DIRECTIONS:
**a)** In the robotic fish passage below, which protocol does the micro-controller use to read the gyroscope and accelerometer?
**b)** Write the next few sentences of the robotic fish passage below, picking up right after its final sentence on rotation and translation in the body-fixed frame.

PASSAGE TO READ:
============

In this paper, an analytical model is derived to calculate net forces and torques generated throughout the rowing gait. Apart from a parametric study, simulations are performed to predict various output parameters like thrust, acceleration and swimming speed for some specific locomotion. For experimental validation, a rigid fish-like-body is fabricated with a pair of fins attached symmetrically on lateral sides of the body. Each fin is actuated using three servo-motors and gear configurations with [R_y R_z R_y] degree of freedom to exhibit both the rowing and the flapping gaits. A micro-controller is deployed to control the actuators by generating PWM and read inertial sensors (a gyroscope and an accelerometer mounted at the centroid of the body) using I2C protocol. In addition, a Bluetooth module is also attached to it for communicating the sensor’s readouts to a computer (running MATLAB script). To achieve some specific motions of rowing gait, the fins are actuated appropriately with consideration of power and recovery stroke while the robot is freely submerged underwater and the sensor’s data are recorded in real-time for parallel observations. Based on video motion analysis and the sensed data, the values of acceleration are calculated and compared with the theoretical values predicted by the model. The model predicts the swimming parameters generated by pectoral fins for rowing gait actuated by three servo motors connection for fins on each side of robotic fish. Quasi static forces are calculated using analytical model based on the angle of attack of the robotic fish for specific robotic fish fin orientation. Experimental validation with three servo motor configuration and gear arrangements of fin shows effectiveness of the model to produce forward thrust to counterpart the previously faced problems using rigid joint connections that is to provide separate conditions for power and recovery strokes. This model can be useful for predicting swimming parameters for flapping gait and also to perform turning and control to give better maneuverability.

2 Modeling of robotic fish

2.1 Rigid body dynamics

The fin actuating mechanisms for the fish robot is modeled by considering \([X,Y,Z]^{T}\) as an inertial reference frame, while \([x,y,z]^{T}\) representing the body-fixed reference frame (Fig. 1). At any instant, say the robot is propelled by an external force, \(f = [f_{x} ,f_{y} ,f_{z} ]^{T}\) and external torque, \(\tau = [\tau_{x} ,\tau_{y} ,\tau_{z} ]^{T}\). It rotates by \(\varphi = [\varphi_{x} ,\varphi_{y} ,\varphi_{z} ]^{T}\) about its center of gravity with roll, pitch and yaw of \(\varphi_{x}\), \(\varphi_{y}\) and \(\varphi_{z}\) respectively, and translates by \(r = [r_{x} ,r_{y} ,r_{z} ]^{T}\) in x, y and z-direction by \(r_{x}\), \(r_{y}\) and \(r_{z}\) respectively.

============

MATERIAL SUPPLIED:
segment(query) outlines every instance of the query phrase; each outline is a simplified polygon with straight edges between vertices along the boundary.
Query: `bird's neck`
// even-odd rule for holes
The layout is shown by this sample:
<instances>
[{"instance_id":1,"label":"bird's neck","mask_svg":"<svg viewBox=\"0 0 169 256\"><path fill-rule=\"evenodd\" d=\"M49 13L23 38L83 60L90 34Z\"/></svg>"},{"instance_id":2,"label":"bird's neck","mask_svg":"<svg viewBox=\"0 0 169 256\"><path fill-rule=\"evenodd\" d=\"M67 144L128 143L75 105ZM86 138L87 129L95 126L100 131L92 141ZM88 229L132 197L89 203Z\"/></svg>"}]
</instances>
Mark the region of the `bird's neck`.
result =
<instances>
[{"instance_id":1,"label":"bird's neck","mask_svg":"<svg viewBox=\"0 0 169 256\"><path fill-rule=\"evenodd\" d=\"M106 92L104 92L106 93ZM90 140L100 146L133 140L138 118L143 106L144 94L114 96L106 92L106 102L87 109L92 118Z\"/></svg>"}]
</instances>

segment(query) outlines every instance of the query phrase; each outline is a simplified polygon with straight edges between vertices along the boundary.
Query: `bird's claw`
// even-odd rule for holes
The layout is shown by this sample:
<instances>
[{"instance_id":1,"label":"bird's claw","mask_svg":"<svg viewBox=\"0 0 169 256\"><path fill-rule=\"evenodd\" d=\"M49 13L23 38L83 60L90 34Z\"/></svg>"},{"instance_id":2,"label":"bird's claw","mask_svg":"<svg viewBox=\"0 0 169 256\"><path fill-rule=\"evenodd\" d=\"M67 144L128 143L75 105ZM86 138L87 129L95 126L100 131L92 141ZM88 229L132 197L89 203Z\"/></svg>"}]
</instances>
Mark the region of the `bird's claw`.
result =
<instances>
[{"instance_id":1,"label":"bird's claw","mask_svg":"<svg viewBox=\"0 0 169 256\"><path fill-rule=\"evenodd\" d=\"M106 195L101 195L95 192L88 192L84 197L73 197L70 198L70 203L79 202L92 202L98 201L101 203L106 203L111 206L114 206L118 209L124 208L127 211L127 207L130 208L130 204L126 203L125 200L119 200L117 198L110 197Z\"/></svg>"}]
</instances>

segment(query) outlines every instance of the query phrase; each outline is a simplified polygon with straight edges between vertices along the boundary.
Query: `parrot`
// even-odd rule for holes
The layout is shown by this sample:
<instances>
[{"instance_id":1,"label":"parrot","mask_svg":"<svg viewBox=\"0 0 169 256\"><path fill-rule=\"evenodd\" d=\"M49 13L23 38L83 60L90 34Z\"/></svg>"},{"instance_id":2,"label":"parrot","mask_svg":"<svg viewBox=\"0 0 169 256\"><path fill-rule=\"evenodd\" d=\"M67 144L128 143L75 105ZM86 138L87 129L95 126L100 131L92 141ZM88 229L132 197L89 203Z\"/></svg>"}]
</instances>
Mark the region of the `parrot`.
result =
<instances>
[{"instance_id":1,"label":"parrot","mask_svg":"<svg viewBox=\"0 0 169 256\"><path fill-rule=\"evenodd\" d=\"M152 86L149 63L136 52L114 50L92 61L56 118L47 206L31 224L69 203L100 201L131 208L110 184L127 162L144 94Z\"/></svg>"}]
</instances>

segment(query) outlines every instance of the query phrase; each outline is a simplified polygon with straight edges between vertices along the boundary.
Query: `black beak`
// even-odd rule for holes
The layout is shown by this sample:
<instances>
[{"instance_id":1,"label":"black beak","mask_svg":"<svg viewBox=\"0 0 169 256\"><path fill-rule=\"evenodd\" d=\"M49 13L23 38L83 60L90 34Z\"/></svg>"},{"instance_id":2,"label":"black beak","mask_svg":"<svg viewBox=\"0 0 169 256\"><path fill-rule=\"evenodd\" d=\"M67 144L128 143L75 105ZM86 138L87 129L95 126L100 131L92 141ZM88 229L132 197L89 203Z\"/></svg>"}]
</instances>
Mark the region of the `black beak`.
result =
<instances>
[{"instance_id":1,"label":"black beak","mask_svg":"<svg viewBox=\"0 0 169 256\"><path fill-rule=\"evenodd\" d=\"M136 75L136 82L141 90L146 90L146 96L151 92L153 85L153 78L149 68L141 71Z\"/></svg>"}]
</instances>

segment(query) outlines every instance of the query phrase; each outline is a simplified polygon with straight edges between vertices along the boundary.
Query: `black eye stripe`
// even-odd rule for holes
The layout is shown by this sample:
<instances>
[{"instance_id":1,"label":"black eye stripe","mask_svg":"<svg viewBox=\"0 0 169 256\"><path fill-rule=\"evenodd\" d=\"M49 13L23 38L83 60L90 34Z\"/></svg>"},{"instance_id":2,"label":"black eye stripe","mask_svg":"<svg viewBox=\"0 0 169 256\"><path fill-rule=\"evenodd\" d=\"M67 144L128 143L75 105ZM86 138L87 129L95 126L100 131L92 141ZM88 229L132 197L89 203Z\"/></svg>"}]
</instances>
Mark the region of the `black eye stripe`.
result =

============

REPLIES:
**a)** The I2C protocol.

**b)**
Fig. 1

Schematic top view representation of the planar motion of the vehicle body actuated by pectoral fins

Here, \(\varphi_{z}\) is the heading angle of the fish body with respect to the inertial coordinate system.

The dynamic Newton–Euler equation for the model can be stated as [11]:

$$\left[ {\begin{array}{*{20}c} m & 0 \\ 0 & I \\ \end{array} } \right]\left[ \begin{aligned} {\ddot{r}} \hfill \\ {\ddot{\varphi }} \hfill \\ \end{aligned} \right] + \left[ \begin{aligned} \dot{\varphi } \times m\dot{r} \hfill \\ \dot{\varphi } \times I\dot{\varphi } \hfill \\ \end{aligned} \right] = \left[ \begin{aligned} f \hfill \\ \tau \hfill \\ \end{aligned} \right]$$

(1)

where \(m = [m_{x} ,m_{y} ,m_{z} ]^{T}\) is the effective mass matrix for the fish body, I is the inertial tensor matrix.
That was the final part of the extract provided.